Your goal =
How would the online discussion below about reaching strong AI carry on after its last sentence? Write that next part.

Document section =
---+---
3. The blue brain project is a ten year project

While I don't think we need molecular level or even synaptic level modeling to understand the software embodied in our brains, we have a hard target to be able to model, in large part, the human brain.

4. The large numbers in the brain are no longer scary

100 billion neurons and 100 trillion synaptic connections used to seem like an absurd scale for study. Now we regularly deal with billions of rows in databases and petabytes of storage. Not only that, the transmission speeds in the brain are so slow, if we need to replicate anything like the connectivity of the brain we can do it over a massive and distributed area. There's simply no need to cram an intelligence into a single box or server farm.

5. AI research has narrowed a great deal.

Whereas we had 50 tangents twenty years ago research is beginning to focus on two key aspects of learning. A. Large data sets for statistical analysis (e.g. Google) and B. Hierarchical representations of input. (e.g. Hawkins)

6. PR2 (Willow Garage)

I'll go out on a limb here and say that a shared open source robotics platform is the best thing to happen to AI research in 50 years. People forget the sheer number of hours experiencing the world it takes for the brain to acquire sapience. By supplying a common framework for experiencing the world the PR2 will enable the kind of long term learning necessary for intelligence to emerge.


Sorry, but what on Earth does ROS have to do with strong AI? It's great for what it is, but what it is is a great messaging system with some control and perception libraries. Robotics isn't really related to AI...sure, robots apply some "weak AI" techniques like A* (or D*-Lite if you're hardcore) but the conflation of robotics and AI is really, well, Hollywood.

Edit: Reread what you wrote. It's possible, of course, that the first strong AI will be the result of a robot that crawls around putting stuff in its metaphorical mouth for two years like a human baby. But it seems unlikely, given the alternatives. Connecting something to the web gives it way more data than giving it a camera and treads.
---+---
Provided material =
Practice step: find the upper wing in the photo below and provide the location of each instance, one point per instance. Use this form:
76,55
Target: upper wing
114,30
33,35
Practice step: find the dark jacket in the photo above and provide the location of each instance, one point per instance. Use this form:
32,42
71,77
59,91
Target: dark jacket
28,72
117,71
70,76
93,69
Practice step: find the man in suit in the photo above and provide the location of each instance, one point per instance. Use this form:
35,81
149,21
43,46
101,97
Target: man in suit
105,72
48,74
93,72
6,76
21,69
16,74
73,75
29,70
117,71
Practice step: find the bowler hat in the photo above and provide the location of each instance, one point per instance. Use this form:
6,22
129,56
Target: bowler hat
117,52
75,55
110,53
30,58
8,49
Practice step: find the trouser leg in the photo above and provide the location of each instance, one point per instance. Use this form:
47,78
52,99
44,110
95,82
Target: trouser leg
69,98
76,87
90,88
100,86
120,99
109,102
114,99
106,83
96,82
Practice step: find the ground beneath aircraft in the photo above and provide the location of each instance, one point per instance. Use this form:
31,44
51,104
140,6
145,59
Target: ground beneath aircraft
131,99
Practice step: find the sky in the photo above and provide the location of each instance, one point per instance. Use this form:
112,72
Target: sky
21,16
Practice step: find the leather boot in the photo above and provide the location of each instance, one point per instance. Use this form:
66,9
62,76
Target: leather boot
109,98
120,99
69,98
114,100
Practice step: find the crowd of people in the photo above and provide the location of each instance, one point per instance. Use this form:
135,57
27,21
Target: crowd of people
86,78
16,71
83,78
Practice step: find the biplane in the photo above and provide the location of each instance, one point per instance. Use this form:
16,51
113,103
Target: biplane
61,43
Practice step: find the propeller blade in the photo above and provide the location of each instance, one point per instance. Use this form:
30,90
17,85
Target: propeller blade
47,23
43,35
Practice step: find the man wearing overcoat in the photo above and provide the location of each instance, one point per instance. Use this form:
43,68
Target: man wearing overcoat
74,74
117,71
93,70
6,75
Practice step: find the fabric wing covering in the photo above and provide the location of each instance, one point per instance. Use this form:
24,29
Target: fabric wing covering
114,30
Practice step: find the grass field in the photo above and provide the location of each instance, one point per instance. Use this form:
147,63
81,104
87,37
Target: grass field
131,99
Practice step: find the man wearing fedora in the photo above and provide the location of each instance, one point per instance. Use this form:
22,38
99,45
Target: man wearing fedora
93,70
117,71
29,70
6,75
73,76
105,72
---+---
Output =
You're absolutely correct about the scale of input available through the web. The databases that Google has amassed are a perfect example. However my thinking is as follows.

1. The variety, detail and coherency of input available from interacting with the real world is more likely to give rise to intelligence.

2. Learning (above reflex modification and simple US-CS associations) appears to be based on feedback from behavior.

If I want to understand how a wooden block works, for example, a great way to learn about it is to pick it up and play with it. The richness of this experience and the speed which minor modifications to behavior produce reinforcement are difficult to replicate without a body.


Well, if you want it to develop an intuition for mechanical physics, sure. but that doesn't required for intelligence (and even if it were - connect the thing to a Havok-based sim).

You're right that for an intelligence to develop as humans' do, it needs constant feedback. But there are billions (?) of humans on the web...there are ways for an AI to get feedback.

Okay, though. I do see your point...human-like strong AI might grow better in a robot body than as pure software, other things being equal. It's a maybe, for a subset of AIs (those that develop like human intelligences), but fair enough.


I think the web satisfies both 1 and 2. But if you want an intelligence enough like ours that communication is easy, then it might help to have it embodied and thus have a similar perspective and hence consciousness. I doubt it but who knows.


can you provide references for #2?


can you provide references for #2?

I'm not the OP, but Matt Ridley's book The Rational Optimist, just released a few days ago, has much more on this. Selection here:

http://online.wsj.com/article/SB2000142405274870369180457525...



I'll take the time to read Kurzweil's book on building an artificial mind after he actually builds one.


I might skip that, but I'd definitely read "How I Was Built" by Kurzweil's Artificial Mind.


Do we want a "brain in a box?"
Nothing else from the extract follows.